Photo object pointing rows:

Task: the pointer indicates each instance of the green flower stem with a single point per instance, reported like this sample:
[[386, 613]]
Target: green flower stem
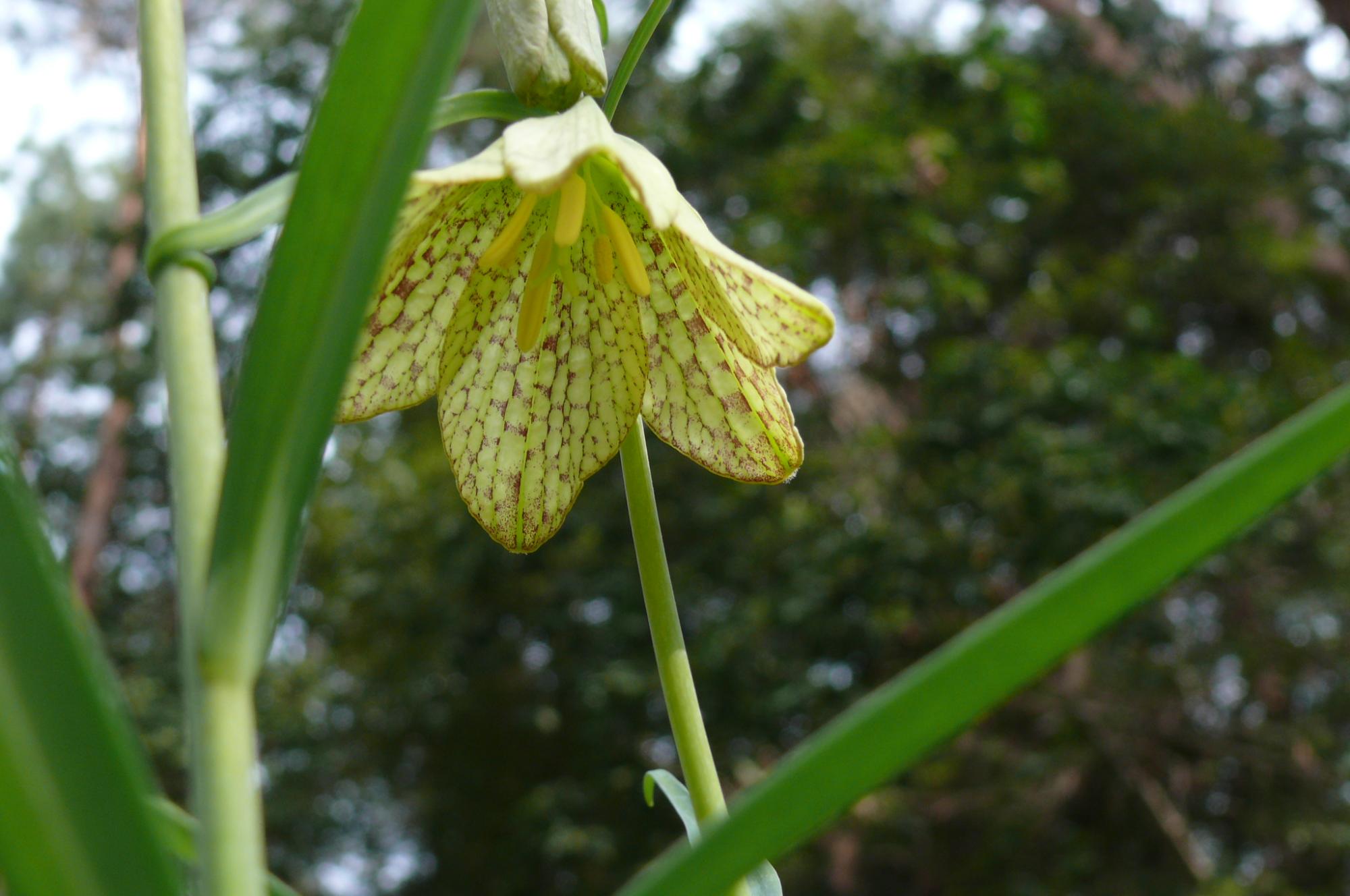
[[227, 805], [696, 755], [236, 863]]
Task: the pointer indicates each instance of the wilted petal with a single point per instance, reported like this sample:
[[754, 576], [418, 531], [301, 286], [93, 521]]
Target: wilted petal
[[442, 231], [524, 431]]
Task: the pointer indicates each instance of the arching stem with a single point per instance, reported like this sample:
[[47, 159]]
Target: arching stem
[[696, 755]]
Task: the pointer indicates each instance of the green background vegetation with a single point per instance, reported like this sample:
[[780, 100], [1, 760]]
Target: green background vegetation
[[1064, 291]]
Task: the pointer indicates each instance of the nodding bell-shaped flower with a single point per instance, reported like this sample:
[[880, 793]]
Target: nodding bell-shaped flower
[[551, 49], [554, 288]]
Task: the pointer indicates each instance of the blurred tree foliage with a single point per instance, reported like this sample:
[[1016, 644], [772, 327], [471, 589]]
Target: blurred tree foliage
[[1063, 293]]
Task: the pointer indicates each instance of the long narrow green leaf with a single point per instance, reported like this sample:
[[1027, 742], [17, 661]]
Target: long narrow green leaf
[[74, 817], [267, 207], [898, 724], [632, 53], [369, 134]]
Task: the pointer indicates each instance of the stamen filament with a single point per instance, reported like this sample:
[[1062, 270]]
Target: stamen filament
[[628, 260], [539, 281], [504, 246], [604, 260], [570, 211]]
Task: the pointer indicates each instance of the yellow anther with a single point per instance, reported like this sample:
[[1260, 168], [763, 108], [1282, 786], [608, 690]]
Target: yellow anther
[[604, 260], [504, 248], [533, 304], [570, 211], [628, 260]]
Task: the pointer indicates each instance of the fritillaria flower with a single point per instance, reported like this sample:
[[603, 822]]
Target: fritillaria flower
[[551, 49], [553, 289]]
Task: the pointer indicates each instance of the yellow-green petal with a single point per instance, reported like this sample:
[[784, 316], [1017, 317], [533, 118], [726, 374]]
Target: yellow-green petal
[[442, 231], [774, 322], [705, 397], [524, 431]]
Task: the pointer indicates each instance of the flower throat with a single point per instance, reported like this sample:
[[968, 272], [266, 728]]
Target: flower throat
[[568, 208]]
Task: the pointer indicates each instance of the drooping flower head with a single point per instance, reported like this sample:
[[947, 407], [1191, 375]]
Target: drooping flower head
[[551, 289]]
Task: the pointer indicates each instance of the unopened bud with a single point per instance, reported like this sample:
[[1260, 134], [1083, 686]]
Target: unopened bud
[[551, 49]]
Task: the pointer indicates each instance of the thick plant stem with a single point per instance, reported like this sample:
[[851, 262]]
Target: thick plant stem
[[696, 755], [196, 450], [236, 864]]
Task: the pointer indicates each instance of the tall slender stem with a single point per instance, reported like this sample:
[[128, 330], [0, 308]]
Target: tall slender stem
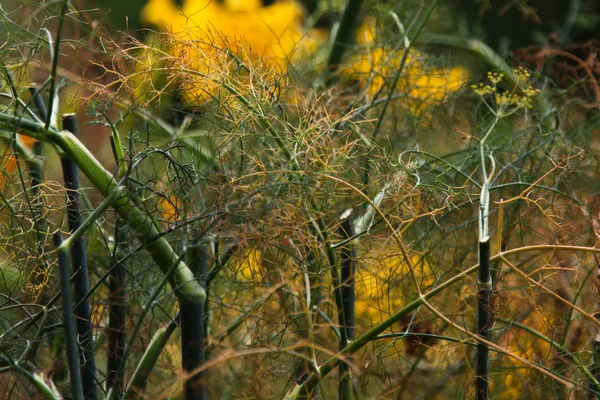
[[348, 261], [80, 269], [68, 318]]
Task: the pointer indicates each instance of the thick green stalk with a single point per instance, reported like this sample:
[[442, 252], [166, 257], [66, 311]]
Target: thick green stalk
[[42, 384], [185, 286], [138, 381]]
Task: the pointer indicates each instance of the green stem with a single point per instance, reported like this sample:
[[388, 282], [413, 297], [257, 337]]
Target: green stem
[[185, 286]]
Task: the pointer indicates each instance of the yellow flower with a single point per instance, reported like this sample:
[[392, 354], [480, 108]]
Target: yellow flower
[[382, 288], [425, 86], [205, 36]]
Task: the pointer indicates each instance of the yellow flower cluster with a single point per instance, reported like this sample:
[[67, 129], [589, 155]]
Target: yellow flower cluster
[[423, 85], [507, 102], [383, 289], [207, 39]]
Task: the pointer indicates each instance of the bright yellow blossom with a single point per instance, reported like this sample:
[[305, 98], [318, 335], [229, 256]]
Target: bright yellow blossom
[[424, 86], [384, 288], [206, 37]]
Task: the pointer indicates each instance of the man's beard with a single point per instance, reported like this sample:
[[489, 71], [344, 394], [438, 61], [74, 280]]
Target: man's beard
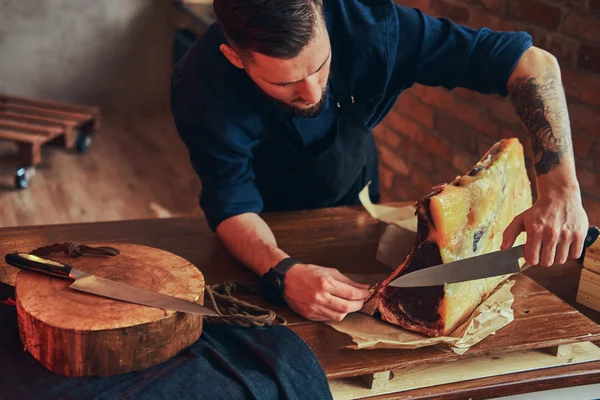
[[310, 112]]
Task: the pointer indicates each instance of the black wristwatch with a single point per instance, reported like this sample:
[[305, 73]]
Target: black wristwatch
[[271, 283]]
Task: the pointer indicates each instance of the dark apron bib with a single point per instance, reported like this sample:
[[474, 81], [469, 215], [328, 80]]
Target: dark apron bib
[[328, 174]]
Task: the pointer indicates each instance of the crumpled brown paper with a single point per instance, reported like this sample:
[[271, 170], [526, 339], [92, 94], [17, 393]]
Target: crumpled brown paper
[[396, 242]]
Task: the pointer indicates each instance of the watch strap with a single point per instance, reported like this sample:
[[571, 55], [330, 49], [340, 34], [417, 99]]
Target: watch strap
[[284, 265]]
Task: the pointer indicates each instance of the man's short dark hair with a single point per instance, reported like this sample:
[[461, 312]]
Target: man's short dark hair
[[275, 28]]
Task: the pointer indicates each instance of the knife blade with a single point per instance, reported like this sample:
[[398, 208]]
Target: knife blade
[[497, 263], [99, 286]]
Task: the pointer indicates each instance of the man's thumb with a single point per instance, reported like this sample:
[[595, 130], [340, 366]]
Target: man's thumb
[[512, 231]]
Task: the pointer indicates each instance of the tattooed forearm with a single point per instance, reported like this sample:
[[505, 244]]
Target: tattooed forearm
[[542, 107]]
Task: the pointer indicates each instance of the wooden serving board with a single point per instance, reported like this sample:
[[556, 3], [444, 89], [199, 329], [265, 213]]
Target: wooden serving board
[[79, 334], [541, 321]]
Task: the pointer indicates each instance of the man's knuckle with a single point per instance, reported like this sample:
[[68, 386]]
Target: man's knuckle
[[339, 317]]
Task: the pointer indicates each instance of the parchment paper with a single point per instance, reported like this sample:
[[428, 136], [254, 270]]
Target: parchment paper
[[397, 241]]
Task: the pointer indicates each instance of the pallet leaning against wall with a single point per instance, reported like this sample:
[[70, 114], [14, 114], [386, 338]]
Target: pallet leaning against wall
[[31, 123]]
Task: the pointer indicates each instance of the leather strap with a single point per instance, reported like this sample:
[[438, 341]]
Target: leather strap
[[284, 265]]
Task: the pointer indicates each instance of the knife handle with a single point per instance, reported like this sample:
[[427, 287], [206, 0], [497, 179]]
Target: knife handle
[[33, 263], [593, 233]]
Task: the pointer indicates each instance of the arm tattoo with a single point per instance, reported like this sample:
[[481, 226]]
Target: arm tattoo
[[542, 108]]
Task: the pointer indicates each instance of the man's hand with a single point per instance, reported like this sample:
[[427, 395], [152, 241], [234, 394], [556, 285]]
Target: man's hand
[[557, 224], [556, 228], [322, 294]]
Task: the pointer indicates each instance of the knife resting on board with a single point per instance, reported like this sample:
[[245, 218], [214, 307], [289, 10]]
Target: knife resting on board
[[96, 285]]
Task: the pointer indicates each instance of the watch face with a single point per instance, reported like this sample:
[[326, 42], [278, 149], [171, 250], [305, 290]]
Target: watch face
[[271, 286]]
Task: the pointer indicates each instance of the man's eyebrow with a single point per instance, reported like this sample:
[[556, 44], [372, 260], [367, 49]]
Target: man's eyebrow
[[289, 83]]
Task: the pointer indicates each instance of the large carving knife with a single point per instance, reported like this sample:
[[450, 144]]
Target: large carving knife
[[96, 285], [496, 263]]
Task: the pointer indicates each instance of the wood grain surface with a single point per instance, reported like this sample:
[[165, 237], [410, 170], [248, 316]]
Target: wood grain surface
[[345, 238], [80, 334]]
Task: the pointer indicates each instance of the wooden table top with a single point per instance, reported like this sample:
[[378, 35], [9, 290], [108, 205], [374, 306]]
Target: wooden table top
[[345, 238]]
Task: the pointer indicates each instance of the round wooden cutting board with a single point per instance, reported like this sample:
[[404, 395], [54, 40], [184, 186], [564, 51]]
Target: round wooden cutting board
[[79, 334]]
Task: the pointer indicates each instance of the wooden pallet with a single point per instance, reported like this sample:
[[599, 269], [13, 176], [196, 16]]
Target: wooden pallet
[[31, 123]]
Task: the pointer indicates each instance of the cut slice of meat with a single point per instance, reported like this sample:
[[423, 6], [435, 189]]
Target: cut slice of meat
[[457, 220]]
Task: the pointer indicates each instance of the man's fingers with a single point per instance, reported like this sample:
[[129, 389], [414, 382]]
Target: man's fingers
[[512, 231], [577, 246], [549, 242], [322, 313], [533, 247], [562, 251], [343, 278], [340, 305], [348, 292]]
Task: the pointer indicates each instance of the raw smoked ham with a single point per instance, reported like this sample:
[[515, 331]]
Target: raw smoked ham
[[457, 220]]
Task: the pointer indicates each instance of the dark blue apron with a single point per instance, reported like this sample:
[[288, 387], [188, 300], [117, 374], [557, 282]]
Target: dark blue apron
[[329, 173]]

_INSTRUCTIONS TO FOLLOW_
Recast a span of the rows above as a Markdown table with two columns, "No" and "Line", giving each line its own number and omitting blank lines. Begin at the line that contains "Task: the pointer indicates each instance of the arm" and stop after the line that contains "[[557, 224], [556, 228], [322, 294]]".

_EXERCISE RESPONSE_
| No | Line |
|---|---|
| 1 | Task: the pointer indicates each instance of the arm tattoo with a single point per instance, reported like this sample: |
| 2 | [[481, 226]] |
| 3 | Target: arm tattoo |
| 4 | [[542, 108]] |
| 5 | Task: the pointer indicates each instance of the man's hand with a single point per instance, reported like this sample: |
| 6 | [[427, 395], [152, 241], [234, 394], [556, 285]] |
| 7 | Target: man's hand |
| 8 | [[557, 224], [556, 228], [322, 294]] |